··· Excerpt ···

Americans in the 18-to-24 age group are somewhat more likely than adults in their late 20s, 30s and 40s to say their political affiliation lies with the Democratic Party, but the differences between those who are Republicans and those who are Democrats in the 18-to-24 age group are not overwhelming. In fact, they are consistent with an overall electorate that is closely divided between the two major parties. However, the largest group of Americans in this age category say they are independents.
Older Americans, particularly those aged 60 and older, are just as likely as these younger Americans -- if not more likely -- to identify themselves with the Democratic Party.
With the exception of adults between the ages of 18 and 24, the likelihood that respondents will consider themselves to be Democrats steadily increases with a respondent's age. One quarter of people aged 25 to 29 say they are Democrats, compared to just about three in 10 adults in their 30s and 40s, more than a third of adults in their 50s, and roughly four in 10 adults aged 60 and older. But the political affiliation that loses adherents most steadily above age 24 is not Republicans, but independents.

···

Tasks to perform -
A - In the passage on party affiliation by age, what share of people aged 25 to 29 say they are Democrats?
B - Write the next part of the passage on party affiliation by age, picking up after its last sentence.
These items come from a separate source, unrelated to the passage.

··· Excerpted data ···

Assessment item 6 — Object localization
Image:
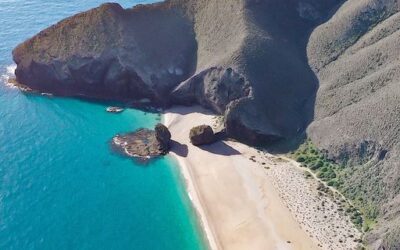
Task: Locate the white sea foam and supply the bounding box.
[0,64,18,88]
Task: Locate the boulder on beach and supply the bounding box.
[189,125,217,146]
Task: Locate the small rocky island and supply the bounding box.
[112,123,171,159]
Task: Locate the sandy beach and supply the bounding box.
[163,107,360,250]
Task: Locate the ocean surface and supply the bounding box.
[0,0,206,250]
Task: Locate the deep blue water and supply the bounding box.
[0,0,205,250]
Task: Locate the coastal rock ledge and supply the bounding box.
[112,123,171,159]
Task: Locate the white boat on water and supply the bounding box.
[106,107,124,113]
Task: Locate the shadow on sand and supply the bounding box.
[199,141,240,156]
[171,140,189,157]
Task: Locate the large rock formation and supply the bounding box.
[189,125,217,146]
[112,124,171,159]
[13,0,339,143]
[307,0,400,249]
[13,0,400,246]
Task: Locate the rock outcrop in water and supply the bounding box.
[13,0,339,144]
[112,124,171,159]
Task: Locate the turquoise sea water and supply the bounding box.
[0,0,205,250]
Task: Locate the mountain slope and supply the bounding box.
[307,0,400,249]
[13,0,338,144]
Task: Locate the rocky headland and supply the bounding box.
[13,0,400,249]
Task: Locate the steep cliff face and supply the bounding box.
[13,0,400,249]
[13,0,338,143]
[307,0,400,249]
[13,4,196,102]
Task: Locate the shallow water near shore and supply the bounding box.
[0,0,206,250]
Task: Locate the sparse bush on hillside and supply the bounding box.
[292,140,378,232]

···

Answers per task -
A - One quarter.

B -
*Results are based on telephone interviews with 6,673 national adults, aged 18 and older, conducted July-September 2002. For results based on the total sample of national adults, one can say with 95% confidence that the maximum margin of sampling error is ±1%. In addition to sampling error, question wording and practical difficulties in conducting surveys can introduce error or bias into the findings of public opinion polls.